▸ Task to carry out: Can you rewrite the drug warnings from "- This drug has" up to and including "drug while you are pregnant.", renaming "unborn baby" as "fetus" throughout?

▸ Exercise passage:
------------------------------
- Tell all of your health care providers that you take this drug. This includes your doctors, nurses, pharmacists, and dentists.
- Have blood work checked as you have been told by the doctor. Talk with the doctor.
- You may bleed more easily. Be careful and avoid injury. Use a soft toothbrush and an electric razor.
- If you fall or hurt yourself, or if you hit your head, call your doctor right away. Talk with your doctor even if you feel fine.
- Use care if you weigh less than 100 pounds (45 kilograms).
- If you are 65 or older, use this drug with care. You could have more side effects.
- This drug is not approved for use in children. Talk with the doctor.
- Tell your doctor if you are breast-feeding. You will need to talk about any risks to your baby.
- This drug has benzyl alcohol in it. Benzyl alcohol may cause very bad and sometimes deadly side effects in newborns or infants. Talk with the doctor.
- This drug may cause harm to the unborn baby if you take it while you are pregnant. If you are pregnant or you get pregnant while taking this drug, call your doctor right away.
- Tell your doctor if you are pregnant or plan on getting pregnant. You will need to talk about the benefits and risks of using this drug while you are pregnant.
- Signs of an allergic reaction, like rash; hives; itching; red, swollen, blistered, or peeling skin with or without fever; wheezing; tightness in the chest or throat; trouble breathing or talking; unusual hoarseness; or swelling of the mouth, face, lips, tongue, or throat.
- Signs of bleeding like throwing up blood or throw up that looks like coffee grounds; coughing up blood; blood in the urine; black, red, or tarry stools; bleeding from the gums; vaginal bleeding that is not normal; bruises without a reason or that get bigger; or any bleeding that is very bad or that you cannot stop.
- Signs of a high potassium level like a heartbeat that does not feel normal; change in thinking clearly and with logic; feeling weak, lightheaded, or dizzy; feel like passing out; numbness or tingling; or shortness of breath.
------------------------------
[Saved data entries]
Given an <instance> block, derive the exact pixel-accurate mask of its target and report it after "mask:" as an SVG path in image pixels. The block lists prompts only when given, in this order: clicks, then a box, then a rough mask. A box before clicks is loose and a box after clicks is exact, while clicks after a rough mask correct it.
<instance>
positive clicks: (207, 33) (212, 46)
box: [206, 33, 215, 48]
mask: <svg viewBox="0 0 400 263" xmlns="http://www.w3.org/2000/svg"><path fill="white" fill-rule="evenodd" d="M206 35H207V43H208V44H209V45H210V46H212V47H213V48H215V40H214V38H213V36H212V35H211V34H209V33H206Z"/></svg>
------------------------------
▸ Task answer:
- This drug has benzyl alcohol in it. Benzyl alcohol may cause very bad and sometimes deadly side effects in newborns or infants. Talk with the doctor.
- This drug may cause harm to the fetus if you take it while you are pregnant. If you are pregnant or you get pregnant while taking this drug, call your doctor right away.
- Tell your doctor if you are pregnant or plan on getting pregnant. You will need to talk about the benefits and risks of using this drug while you are pregnant.